Reproduce the rows below with "rough mask" changed to "coarse mask" at every occurrence. Leave all other text unchanged.

Input data Start Marker

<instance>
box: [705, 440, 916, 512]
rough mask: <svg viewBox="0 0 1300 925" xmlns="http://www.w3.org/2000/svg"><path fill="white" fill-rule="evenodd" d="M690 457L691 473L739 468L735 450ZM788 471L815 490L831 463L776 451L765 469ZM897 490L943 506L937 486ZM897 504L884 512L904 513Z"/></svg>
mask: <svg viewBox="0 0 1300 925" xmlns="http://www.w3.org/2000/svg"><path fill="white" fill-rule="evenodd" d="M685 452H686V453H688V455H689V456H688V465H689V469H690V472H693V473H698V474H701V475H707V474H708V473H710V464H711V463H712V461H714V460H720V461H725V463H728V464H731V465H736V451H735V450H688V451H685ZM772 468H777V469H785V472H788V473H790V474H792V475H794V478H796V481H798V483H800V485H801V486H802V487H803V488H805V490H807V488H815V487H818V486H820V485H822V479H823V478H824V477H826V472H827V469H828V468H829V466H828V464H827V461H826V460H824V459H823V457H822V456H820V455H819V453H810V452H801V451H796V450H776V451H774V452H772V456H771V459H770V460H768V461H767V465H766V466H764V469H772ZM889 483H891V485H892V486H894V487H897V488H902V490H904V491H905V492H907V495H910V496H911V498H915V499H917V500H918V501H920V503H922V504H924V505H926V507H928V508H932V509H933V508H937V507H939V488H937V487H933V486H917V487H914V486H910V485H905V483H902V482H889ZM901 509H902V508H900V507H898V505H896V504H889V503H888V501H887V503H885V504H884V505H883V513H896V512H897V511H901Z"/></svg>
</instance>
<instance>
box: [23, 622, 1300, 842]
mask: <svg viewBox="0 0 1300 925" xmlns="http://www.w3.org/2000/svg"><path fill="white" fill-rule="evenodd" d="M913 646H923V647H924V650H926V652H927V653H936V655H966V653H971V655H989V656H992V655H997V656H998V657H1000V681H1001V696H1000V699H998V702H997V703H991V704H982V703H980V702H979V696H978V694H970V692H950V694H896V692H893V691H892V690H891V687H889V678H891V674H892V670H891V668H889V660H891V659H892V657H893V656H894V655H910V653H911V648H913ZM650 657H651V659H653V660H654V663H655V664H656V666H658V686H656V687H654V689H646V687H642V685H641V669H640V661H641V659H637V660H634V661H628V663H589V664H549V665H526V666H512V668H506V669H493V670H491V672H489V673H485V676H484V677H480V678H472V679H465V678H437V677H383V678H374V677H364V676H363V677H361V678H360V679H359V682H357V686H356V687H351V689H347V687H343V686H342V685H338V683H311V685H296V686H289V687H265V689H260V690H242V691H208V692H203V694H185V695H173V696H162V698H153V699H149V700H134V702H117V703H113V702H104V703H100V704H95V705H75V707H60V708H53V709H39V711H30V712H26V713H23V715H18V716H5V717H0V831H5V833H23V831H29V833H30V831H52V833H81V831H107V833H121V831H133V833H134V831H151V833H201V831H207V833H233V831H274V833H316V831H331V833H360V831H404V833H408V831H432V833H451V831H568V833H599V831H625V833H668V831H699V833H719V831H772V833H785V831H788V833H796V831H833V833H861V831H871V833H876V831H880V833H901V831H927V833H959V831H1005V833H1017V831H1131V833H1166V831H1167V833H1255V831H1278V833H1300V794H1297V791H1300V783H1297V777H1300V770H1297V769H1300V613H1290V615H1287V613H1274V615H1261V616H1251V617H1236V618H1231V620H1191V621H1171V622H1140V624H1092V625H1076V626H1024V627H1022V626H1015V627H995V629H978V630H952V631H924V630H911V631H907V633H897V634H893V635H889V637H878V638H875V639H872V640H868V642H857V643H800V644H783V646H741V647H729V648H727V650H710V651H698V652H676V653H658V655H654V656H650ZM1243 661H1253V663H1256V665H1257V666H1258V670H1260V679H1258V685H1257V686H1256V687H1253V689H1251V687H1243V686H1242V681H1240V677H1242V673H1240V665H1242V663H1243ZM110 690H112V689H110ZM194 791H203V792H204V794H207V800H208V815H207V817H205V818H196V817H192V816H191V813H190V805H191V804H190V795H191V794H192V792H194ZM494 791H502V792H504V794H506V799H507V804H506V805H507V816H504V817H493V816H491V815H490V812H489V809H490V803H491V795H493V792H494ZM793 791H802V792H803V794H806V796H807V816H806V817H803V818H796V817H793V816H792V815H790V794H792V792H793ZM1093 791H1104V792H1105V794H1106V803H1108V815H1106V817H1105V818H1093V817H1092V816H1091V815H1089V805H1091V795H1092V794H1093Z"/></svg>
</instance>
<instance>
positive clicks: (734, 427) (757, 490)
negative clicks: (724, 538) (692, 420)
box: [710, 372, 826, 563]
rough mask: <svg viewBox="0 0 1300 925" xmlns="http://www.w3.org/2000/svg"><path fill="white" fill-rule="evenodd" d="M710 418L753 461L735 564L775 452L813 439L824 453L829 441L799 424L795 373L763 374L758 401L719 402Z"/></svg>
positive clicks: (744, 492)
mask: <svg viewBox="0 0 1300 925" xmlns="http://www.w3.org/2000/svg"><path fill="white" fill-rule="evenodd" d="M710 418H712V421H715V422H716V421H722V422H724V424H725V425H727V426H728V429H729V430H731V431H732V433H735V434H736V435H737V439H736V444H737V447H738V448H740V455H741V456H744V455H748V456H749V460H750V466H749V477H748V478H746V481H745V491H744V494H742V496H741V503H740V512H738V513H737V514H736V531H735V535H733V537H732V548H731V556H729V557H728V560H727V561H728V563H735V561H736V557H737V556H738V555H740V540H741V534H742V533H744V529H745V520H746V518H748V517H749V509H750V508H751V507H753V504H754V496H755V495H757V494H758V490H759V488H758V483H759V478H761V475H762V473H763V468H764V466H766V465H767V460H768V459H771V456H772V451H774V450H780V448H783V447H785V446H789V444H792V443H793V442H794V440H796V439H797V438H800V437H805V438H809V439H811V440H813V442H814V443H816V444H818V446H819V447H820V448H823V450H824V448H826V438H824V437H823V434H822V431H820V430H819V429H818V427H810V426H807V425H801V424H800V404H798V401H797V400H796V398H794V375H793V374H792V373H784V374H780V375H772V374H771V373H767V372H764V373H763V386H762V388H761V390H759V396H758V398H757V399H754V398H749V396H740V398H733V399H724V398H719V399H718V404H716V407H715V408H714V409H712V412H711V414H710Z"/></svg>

Input data End Marker

Task output:
<instance>
box: [705, 440, 916, 512]
coarse mask: <svg viewBox="0 0 1300 925" xmlns="http://www.w3.org/2000/svg"><path fill="white" fill-rule="evenodd" d="M690 457L691 473L739 468L735 450ZM788 471L815 490L831 463L776 451L765 469ZM897 490L943 506L937 486ZM897 504L884 512L904 513Z"/></svg>
mask: <svg viewBox="0 0 1300 925" xmlns="http://www.w3.org/2000/svg"><path fill="white" fill-rule="evenodd" d="M685 452H686V453H688V455H689V456H688V465H689V469H690V472H693V473H698V474H701V475H707V474H708V473H710V464H711V463H712V461H714V460H720V461H725V463H728V464H731V465H736V451H735V450H688V451H685ZM772 468H777V469H785V472H788V473H790V474H792V475H794V478H796V481H798V483H800V485H801V486H802V487H803V488H805V490H807V488H815V487H818V486H820V485H822V479H823V478H824V477H826V472H827V469H828V468H829V466H828V464H827V461H826V460H824V459H823V457H822V456H820V455H819V453H810V452H801V451H796V450H776V451H774V452H772V456H771V459H770V460H768V461H767V465H766V466H764V469H772ZM889 483H891V485H892V486H894V487H897V488H902V490H904V491H905V492H907V495H910V496H911V498H915V499H917V500H918V501H920V503H922V504H924V505H926V507H928V508H932V509H933V508H937V507H939V488H937V487H933V486H917V487H914V486H910V485H905V483H902V482H889ZM901 509H902V508H900V507H898V505H896V504H889V503H888V501H887V503H885V504H884V505H883V513H896V512H897V511H901Z"/></svg>
</instance>
<instance>
box: [23, 622, 1300, 842]
mask: <svg viewBox="0 0 1300 925" xmlns="http://www.w3.org/2000/svg"><path fill="white" fill-rule="evenodd" d="M913 646H923V647H924V650H926V652H927V653H936V655H966V653H971V655H989V656H992V655H997V656H998V657H1000V681H1001V696H1000V699H998V702H997V703H991V704H982V703H980V702H979V696H978V694H970V692H950V694H896V692H893V691H892V690H891V687H889V678H891V674H892V670H891V668H889V660H891V659H892V657H893V656H894V655H910V653H911V648H913ZM650 657H651V659H653V660H654V663H655V664H656V666H658V686H656V687H654V689H646V687H642V685H641V669H640V661H641V659H637V660H634V661H628V663H589V664H549V665H526V666H512V668H506V669H493V670H491V672H489V673H485V676H484V677H480V678H472V679H465V678H437V677H383V678H374V677H364V676H363V677H361V678H360V679H359V682H357V686H356V687H351V689H347V687H343V686H342V685H338V683H311V685H296V686H289V687H265V689H260V690H242V691H208V692H203V694H185V695H173V696H162V698H153V699H149V700H134V702H117V703H113V702H104V703H100V704H95V705H75V707H60V708H53V709H39V711H30V712H26V713H23V715H18V716H5V717H0V831H5V833H23V831H29V833H30V831H52V833H81V831H107V833H121V831H133V833H134V831H151V833H201V831H207V833H233V831H274V833H316V831H331V833H360V831H404V833H408V831H432V833H451V831H568V833H599V831H625V833H668V831H699V833H719V831H772V833H785V831H788V833H796V831H833V833H861V831H871V833H876V831H880V833H901V831H927V833H959V831H1005V833H1017V831H1131V833H1166V831H1167V833H1255V831H1278V833H1300V794H1297V791H1300V783H1297V777H1300V770H1297V769H1300V613H1290V615H1287V613H1274V615H1261V616H1251V617H1236V618H1231V620H1191V621H1171V622H1140V624H1092V625H1076V626H1024V627H1022V626H1015V627H995V629H978V630H952V631H924V630H911V631H907V633H897V634H893V635H889V637H878V638H875V639H872V640H868V642H857V643H800V644H783V646H741V647H729V648H727V650H710V651H698V652H676V653H658V655H654V656H650ZM1243 661H1253V663H1256V665H1257V666H1258V670H1260V679H1258V685H1257V686H1256V687H1253V689H1251V687H1243V686H1242V681H1240V677H1242V673H1240V665H1242V663H1243ZM110 690H112V689H110ZM194 791H203V792H204V794H207V800H208V815H207V817H205V818H196V817H192V816H191V813H190V805H191V804H190V795H191V794H192V792H194ZM494 791H502V792H504V794H506V799H507V804H506V805H507V816H504V817H493V816H491V815H490V812H489V809H490V803H491V795H493V792H494ZM793 791H802V792H803V794H806V796H807V816H806V817H803V818H796V817H793V816H792V815H790V794H792V792H793ZM1093 791H1104V792H1105V794H1106V803H1108V815H1106V817H1105V818H1093V817H1092V816H1091V815H1089V805H1091V795H1092V794H1093Z"/></svg>
</instance>
<instance>
positive clicks: (734, 427) (757, 490)
negative clicks: (724, 538) (692, 420)
box: [710, 372, 826, 563]
coarse mask: <svg viewBox="0 0 1300 925" xmlns="http://www.w3.org/2000/svg"><path fill="white" fill-rule="evenodd" d="M710 418L753 461L735 564L775 452L813 439L824 453L829 441L799 424L795 373L763 374L758 401L719 402Z"/></svg>
positive clicks: (744, 492)
mask: <svg viewBox="0 0 1300 925" xmlns="http://www.w3.org/2000/svg"><path fill="white" fill-rule="evenodd" d="M710 418H712V421H715V422H716V421H722V422H724V424H725V425H727V426H728V429H729V430H731V431H732V433H735V434H736V435H737V439H736V444H737V447H738V448H740V455H741V456H744V455H748V456H749V460H750V466H749V477H748V478H746V481H745V491H744V494H742V496H741V503H740V512H738V513H737V514H736V531H735V535H733V537H732V548H731V556H729V557H728V560H727V561H728V563H735V561H736V557H737V556H738V555H740V540H741V534H742V533H744V529H745V520H746V518H748V517H749V509H750V508H751V507H753V504H754V496H755V495H757V494H758V490H759V488H758V483H759V478H761V475H762V473H763V468H764V466H766V465H767V460H768V459H771V456H772V451H774V450H780V448H783V447H785V446H789V444H792V443H793V442H794V440H796V439H797V438H800V437H805V438H809V439H811V440H813V442H814V443H816V444H818V446H819V447H820V448H823V450H824V448H826V438H824V437H823V434H822V431H820V430H819V429H818V427H810V426H807V425H801V424H800V404H798V401H797V400H796V398H794V375H793V374H792V373H784V374H780V375H772V374H771V373H767V372H764V373H763V386H762V388H761V390H759V396H758V398H757V399H754V398H749V396H740V398H733V399H724V398H719V399H718V404H716V407H715V408H714V409H712V412H711V414H710Z"/></svg>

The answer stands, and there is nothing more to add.